EXERCISE REQUIREMENTS »
1. Decide whether each statement below agrees with the post about the homemade video camera trap, answering yes or no and quoting the words of the post that settle it. (a) Ron Davis is a lawyer from Florida. (b) The security box was built from steel. (c) Twelve LED ports were made in the box.
2. Extend the post about the homemade video camera trap, picking up after its final sentence.

PASSAGE »
^^^^^^^^

HD Video Infrared Camera Trap

Sunday, April 29, 2012posted by Bruce 11:07 PM

High-tech ‘homebrew’ video trail cam

A joint camera trap video program using a DXG 125r/1060/BF board-array video camera trap

Ron Davis DXG 125 video unit in a LBK elephant proof box

After seeing some of my posts, Ron Davis, a lawyer from Florida offered to send me an High Definition DXG 125R/BF board-array/IR/exchanger video unit housed in a Pelican 1060 (monster case) to put in Huai Kha Khaeng Wildlife Sanctuary where I’m presently doing a camera trap (presence/absense) survey. I gladly accepted the offer and waited patiently for the unit.

Machining elephant proof box

I have been running three Bushnell Trophy Cams (2009 & 2011 models) and was getting some amazing clips of large mammals like elephant, gaur, banteng, tiger and tapir plus other creatures at night, but also in broad daylight that was quite a surprise. I plan to share these videos with the forum soon. Most Asian animals are nocturnal for their own safety and have evolved this way due to centuries of human poaching pressure.

Drilling out LED ports on elephant proof box

However, as this World Heritage Site is being look after much better than any other protected area in Thailand, and its biodiversity is tops, wild creatures are beginning to feel more at ease about showing themselves during the day. It is a fact they will propagate and move freely in the day if undisturbed for the most part.


Video unit and elephant proof box before camouflage paint

I never have had a big Pelican 1060 and when it arrived in the post, my immediate reaction was it would be quite visible in the forest, and is also quite heavy with all the components including a 12v battery to run the array. However, I went to work building an elephant proof security box from aluminum.

Video unit and elephant proof and ‘Python’ locking cable ready for the field

 I got my Tig-welder to make it up and did all the machining required. It was just in the outer limits of travel on the table of my small milling machine but it was OK. I had to do some juggling but I got it done using precision drilling with a center drill first followed by a drill bit, a hole-cutter and milling cutter. The LED ports took awhile to get all 12 finished.

^^^^^^^^

EXTRACTED DATA »
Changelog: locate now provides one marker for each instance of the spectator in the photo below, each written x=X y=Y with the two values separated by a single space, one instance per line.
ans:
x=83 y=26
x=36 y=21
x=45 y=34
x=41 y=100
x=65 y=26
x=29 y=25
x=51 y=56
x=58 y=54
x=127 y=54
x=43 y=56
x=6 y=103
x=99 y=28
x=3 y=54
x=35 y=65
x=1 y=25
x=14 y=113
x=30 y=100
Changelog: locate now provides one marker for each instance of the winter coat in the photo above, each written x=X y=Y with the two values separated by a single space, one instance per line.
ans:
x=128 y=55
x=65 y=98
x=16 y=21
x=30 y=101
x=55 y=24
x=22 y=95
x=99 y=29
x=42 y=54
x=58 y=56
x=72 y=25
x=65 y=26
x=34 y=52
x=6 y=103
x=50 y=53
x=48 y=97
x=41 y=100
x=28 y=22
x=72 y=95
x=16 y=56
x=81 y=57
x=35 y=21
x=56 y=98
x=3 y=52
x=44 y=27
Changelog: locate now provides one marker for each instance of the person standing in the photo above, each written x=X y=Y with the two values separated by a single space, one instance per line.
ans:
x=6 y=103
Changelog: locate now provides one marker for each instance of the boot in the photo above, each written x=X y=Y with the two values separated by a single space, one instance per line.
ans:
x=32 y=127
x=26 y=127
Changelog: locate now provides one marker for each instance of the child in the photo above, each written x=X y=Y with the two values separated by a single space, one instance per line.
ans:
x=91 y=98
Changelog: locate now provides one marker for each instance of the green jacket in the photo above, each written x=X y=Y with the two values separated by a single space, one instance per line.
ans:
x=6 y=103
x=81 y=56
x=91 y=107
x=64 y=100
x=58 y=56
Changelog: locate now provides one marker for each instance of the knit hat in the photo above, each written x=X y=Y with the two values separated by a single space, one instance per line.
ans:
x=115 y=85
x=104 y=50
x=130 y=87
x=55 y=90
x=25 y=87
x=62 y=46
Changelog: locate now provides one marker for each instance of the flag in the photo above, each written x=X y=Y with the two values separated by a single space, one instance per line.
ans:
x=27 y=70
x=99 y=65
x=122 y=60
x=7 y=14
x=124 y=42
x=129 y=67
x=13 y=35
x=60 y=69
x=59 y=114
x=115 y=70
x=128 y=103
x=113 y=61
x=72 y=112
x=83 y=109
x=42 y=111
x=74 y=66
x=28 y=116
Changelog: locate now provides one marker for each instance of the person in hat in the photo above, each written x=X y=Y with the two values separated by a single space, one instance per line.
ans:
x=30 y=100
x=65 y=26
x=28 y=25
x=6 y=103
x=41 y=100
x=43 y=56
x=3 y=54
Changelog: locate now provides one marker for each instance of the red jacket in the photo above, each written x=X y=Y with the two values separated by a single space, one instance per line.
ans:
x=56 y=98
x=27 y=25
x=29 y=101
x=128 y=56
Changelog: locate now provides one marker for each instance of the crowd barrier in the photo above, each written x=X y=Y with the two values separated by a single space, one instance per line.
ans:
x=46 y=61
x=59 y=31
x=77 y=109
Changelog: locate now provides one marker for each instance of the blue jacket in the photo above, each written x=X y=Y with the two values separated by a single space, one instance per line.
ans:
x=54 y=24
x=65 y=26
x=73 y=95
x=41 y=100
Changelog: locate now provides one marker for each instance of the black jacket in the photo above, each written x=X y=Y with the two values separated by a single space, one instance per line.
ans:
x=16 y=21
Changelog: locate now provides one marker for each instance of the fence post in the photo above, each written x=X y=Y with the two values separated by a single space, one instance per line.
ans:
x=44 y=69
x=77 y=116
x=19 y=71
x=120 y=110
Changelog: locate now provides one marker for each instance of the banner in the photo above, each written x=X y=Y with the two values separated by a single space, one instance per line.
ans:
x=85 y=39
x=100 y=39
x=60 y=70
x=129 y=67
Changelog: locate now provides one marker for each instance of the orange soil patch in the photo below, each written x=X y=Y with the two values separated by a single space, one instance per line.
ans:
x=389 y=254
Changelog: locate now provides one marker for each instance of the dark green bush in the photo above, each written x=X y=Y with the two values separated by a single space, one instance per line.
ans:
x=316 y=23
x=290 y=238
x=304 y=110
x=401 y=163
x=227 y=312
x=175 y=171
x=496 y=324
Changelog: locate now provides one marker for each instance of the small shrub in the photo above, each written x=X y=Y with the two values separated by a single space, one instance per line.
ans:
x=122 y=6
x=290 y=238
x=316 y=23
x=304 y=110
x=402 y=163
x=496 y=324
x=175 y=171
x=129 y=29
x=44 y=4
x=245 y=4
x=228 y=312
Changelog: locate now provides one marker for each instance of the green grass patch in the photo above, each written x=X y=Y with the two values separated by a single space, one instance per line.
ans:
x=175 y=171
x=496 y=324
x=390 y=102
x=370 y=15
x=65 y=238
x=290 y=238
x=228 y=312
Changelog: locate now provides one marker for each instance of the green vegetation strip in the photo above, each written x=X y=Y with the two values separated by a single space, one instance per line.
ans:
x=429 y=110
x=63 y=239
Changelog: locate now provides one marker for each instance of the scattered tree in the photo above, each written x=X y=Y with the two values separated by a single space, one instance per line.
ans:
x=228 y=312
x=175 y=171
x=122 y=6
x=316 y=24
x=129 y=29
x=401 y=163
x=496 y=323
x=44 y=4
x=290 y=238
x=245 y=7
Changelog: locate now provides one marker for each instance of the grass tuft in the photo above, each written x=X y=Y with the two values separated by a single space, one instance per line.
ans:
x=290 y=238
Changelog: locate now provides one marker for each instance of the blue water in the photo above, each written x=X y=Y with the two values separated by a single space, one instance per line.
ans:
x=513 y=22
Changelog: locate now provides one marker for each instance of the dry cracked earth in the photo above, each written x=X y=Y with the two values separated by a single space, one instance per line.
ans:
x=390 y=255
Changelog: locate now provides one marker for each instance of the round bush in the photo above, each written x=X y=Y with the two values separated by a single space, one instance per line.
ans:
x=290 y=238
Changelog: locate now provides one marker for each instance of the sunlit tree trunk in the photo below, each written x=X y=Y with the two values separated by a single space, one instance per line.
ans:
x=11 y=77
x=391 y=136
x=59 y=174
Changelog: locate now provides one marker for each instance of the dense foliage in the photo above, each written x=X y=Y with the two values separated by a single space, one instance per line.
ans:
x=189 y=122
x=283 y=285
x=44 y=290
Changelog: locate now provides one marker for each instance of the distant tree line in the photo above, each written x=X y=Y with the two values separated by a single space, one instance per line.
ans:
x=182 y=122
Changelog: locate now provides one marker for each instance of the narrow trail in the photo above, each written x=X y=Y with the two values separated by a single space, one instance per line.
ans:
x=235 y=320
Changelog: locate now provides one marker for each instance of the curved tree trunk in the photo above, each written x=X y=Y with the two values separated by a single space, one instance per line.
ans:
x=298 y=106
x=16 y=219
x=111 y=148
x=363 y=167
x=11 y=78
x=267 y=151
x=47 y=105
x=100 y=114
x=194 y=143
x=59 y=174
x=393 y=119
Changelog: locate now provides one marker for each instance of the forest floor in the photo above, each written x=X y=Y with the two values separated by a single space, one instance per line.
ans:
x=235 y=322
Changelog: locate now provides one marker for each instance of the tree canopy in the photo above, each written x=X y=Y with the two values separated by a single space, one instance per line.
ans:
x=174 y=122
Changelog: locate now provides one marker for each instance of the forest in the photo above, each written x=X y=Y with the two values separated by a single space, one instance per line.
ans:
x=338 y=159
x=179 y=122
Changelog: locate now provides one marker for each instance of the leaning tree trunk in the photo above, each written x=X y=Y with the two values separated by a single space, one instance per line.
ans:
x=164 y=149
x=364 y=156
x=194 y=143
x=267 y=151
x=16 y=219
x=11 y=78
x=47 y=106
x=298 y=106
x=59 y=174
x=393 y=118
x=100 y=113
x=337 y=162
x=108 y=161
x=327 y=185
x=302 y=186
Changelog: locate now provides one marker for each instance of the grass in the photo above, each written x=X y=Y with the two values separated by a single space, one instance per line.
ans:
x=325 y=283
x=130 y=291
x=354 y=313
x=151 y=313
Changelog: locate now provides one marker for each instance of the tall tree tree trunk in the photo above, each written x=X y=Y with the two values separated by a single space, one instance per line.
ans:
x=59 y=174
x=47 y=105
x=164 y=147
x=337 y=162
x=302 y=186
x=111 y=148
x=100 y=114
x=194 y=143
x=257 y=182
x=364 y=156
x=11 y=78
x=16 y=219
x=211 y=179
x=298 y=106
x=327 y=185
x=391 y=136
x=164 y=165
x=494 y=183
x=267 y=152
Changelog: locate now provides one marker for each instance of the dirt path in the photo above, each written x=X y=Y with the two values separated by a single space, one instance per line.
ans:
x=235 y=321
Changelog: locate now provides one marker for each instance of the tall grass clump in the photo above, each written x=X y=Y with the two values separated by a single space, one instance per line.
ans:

^^^^^^^^

ACTIVITY ANSWERS »
1.
(a) Yes: "Ron Davis, a lawyer from Florida"
(b) No: "building an elephant proof security box from aluminum"
(c) Yes: "The LED ports took awhile to get all 12 finished."

2.
I then painted it with a new camouflage technique for me. Using four colors (black primer coat, then khaki, army green and earth brown in conjunction with bamboo leaves (idea from my friend Chris Wemmer – the Camera Trap Codger), I painted the box in succession until I was satisfied. It looked pretty good to me and it certainly would blend in with the surrounding vegetation.

Ron Davis/LBK video unit at a waterhole in Huai Kha Khaeng

I made my monthly trip on April 15th to the sanctuary and the first night set the unit over a really bad smelling bag of rotten chicken (a previous bait and two weeks old)…whew! This was quite close to the ranger station I always stay at and early the next morning about 4am, I heard an Asiatic jackal barking close to the cam that could possibly mean a leopard. The bait was gone the next morning but I did not check the files deciding to wait.

I then moved it to a very productive water hole where it is now. When I return from Africa, I will be going straight in to check all my traps including this unit. Can’t wait to see what it has captured and will of course share any videos later on this website. I would like to thank Ron Davis for the use of his video unit and let’s see what it gets.